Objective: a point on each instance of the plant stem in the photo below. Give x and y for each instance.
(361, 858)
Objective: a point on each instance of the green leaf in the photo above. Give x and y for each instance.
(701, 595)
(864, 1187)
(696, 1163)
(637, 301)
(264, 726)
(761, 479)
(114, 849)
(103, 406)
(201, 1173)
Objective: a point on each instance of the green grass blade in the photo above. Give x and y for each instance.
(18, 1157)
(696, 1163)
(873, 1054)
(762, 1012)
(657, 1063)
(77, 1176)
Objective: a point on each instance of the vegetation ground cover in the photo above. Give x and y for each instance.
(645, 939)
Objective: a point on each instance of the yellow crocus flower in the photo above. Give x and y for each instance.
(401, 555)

THE PROBLEM » Transcribe every record verbatim.

OUTPUT FOR THIS EXERCISE »
Objective: a point on each instance of the plant stem in the photo below. Give x and y for each instance.
(361, 858)
Objective: a point on each instance of the green leaf in the photo above. Give x and y for each instance.
(701, 595)
(864, 1187)
(696, 1163)
(637, 301)
(264, 726)
(761, 479)
(114, 849)
(103, 406)
(201, 1173)
Objective: a point on each instance of the green grass blade in the photo above. Give x and y for each instance.
(18, 1157)
(696, 1163)
(873, 1054)
(762, 1012)
(657, 1063)
(77, 1176)
Objective: a point on each instance of the vegetation ground cover in the photo above. Give x and y for each instance.
(645, 939)
Objective: a point on each instance of the yellow crocus flower in the photo above. Give x and y for each instance.
(401, 555)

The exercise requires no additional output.